本武将浮世絵は、「楠木正行」(くすのきまさつら:[楠木正成:くすのきまさしげ]の長男)が、「弁の内侍」(べんのないし)を「高師直」(こうのもろなお)から救った逸話を題材としています。
弁の内侍は「後醍醐天皇」(ごだいごてんのう)の側近「日野俊基」(ひのとしもと)の娘で、後醍醐天皇の女官を務めました。そして高師直は「足利尊氏」(あしかがたかうじ)の家臣です。
当時は後醍醐天皇が吉野(現在の奈良県南部)で南朝を立て、足利尊氏の開いた室町幕府が京都の北朝を支え、南北の朝廷が対立した時代。そのため楠木正行と高師直は敵対関係にありました。
高師直は、絶世の美女と伝わる弁の内侍を見初め、拉致しようと画策します。策を講じて弁の内侍を誘い出した高師直でしたが、偶然、通りがかった楠木正行によって高師直は撃退。弁の内侍は楠木正行に救い出され、事なきを得たのが、本武将浮世絵の場面となります。事件をきっかけに楠木正行と弁の内侍は恋に落ちるものの、楠木正行はのちの「四條畷の戦い」(しじょうなわてのたたかい)で落命。敵方の総大将は高師直でした。
....
| 課題 A |
リストのうち、"Confirm that each instance of the warehouse"を含む行から"[[184, 43]]"を含む行までについて、"warehouse ceiling"を"factory ceiling"に変え、ほかはそのままにして書き直してください。
| 課題 B |
楠木正行が弁の内侍を救う場面を描いた武将浮世絵についての本文を、最後の文の後から書き進めてください。
本文とリストは互いに別の資料です。

[写真に基づく点ラベル付けデータ]
....
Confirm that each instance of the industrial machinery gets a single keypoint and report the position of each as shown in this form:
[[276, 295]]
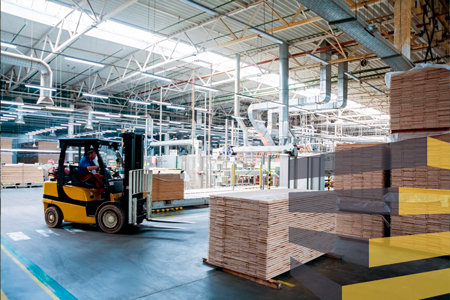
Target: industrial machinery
[[112, 202]]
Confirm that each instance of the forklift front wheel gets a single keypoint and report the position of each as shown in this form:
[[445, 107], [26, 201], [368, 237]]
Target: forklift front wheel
[[53, 217], [111, 218]]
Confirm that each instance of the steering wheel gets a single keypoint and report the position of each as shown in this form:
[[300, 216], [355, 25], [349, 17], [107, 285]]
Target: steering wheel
[[74, 171]]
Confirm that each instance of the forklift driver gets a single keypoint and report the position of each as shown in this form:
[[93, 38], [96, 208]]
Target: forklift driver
[[87, 161]]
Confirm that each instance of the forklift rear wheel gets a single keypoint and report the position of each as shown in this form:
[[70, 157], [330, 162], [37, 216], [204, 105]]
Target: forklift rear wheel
[[53, 217], [111, 218]]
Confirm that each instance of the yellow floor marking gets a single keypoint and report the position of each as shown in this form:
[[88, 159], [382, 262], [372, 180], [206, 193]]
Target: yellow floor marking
[[41, 285], [286, 283], [4, 296], [416, 286], [187, 216]]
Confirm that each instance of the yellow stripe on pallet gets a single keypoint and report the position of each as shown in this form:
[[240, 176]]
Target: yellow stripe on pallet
[[438, 153], [286, 283], [3, 296], [41, 285], [398, 249], [416, 201], [416, 286]]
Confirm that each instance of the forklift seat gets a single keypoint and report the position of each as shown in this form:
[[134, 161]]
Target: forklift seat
[[75, 179]]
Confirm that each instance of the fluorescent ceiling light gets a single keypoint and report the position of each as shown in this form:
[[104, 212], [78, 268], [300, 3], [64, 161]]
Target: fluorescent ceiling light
[[33, 86], [95, 96], [266, 35], [156, 77], [113, 115], [131, 116], [58, 108], [352, 76], [12, 102], [8, 45], [32, 106], [376, 89], [160, 102], [26, 110], [246, 97], [318, 59], [140, 102], [202, 87], [176, 107], [99, 113], [87, 62], [200, 6]]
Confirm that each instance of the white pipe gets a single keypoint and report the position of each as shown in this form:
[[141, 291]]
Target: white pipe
[[33, 63], [237, 106]]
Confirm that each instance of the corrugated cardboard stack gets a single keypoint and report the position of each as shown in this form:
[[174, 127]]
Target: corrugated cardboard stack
[[22, 173], [361, 174], [412, 149], [419, 99], [43, 158], [168, 187], [6, 157], [249, 232], [360, 225]]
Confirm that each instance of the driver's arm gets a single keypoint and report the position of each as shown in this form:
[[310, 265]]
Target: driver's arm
[[91, 168]]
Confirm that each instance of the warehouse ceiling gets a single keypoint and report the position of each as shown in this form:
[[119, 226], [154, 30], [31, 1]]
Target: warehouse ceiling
[[184, 43]]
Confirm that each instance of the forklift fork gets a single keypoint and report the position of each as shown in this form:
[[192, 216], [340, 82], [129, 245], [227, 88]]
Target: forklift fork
[[141, 183]]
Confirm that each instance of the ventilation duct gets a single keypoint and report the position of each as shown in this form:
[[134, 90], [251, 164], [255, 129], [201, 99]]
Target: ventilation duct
[[337, 14], [237, 106], [309, 103], [89, 122], [19, 119], [325, 79], [33, 63]]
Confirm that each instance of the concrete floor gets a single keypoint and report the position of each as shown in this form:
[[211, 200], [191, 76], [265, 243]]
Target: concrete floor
[[83, 262]]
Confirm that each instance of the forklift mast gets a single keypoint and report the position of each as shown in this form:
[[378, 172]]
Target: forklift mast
[[133, 156]]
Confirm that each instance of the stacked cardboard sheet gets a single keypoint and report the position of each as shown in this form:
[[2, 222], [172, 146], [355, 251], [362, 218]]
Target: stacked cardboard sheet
[[419, 224], [361, 175], [361, 169], [249, 231], [6, 157], [360, 225], [410, 152], [419, 99], [167, 187], [21, 173]]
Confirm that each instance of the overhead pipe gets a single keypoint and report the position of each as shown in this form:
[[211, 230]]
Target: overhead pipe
[[284, 95], [237, 104], [308, 103], [341, 96], [337, 14], [325, 79], [33, 63]]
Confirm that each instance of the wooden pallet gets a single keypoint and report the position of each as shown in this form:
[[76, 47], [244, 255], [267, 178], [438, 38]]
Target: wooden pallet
[[269, 282]]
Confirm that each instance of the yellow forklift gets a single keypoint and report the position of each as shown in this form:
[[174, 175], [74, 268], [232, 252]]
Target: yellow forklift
[[114, 203]]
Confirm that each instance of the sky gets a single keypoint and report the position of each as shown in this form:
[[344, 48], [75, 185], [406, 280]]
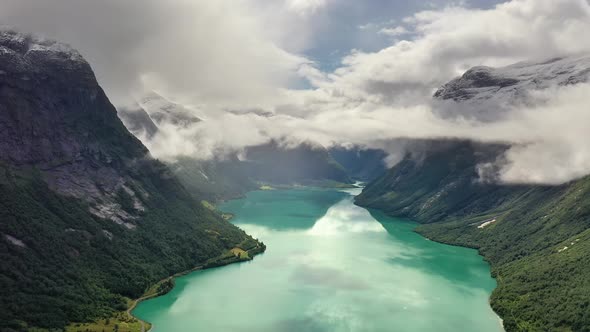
....
| 解答 A |
Confirm that each instance of the factory ceiling gets a single keypoint and report the position of each as shown in this form:
[[119, 226], [154, 30], [31, 1]]
Target: factory ceiling
[[184, 43]]

| 解答 B |
作者の「水野年方」(みずのとしかた)は、「月岡芳年」(つきおかよしとし)に師事した浮世絵師です。月岡芳年の門人として武者絵や美人画などの浮世絵を描く一方で、「横山大観」(よこやまたいかん)や「菱田春草」(ひしだしゅんそう)らと共に新たな日本画創作を試みました。
■佐々木道誉の愛刀「道誉一文字」
高師直と同様に足利尊氏の家臣で、四條畷の戦いにも出陣していた「佐々木道誉」(ささきどうよ)は、太刀「道誉一文字」(どうよいちもんじ)を佩用していた武将です。大丁子乱れ(おおちょうじみだれ)に重花丁子(じゅうかちょうじ)などを交えた華やかな刃文をしており、その絢爛な出来栄えは福岡一文字派の典型とも言われています。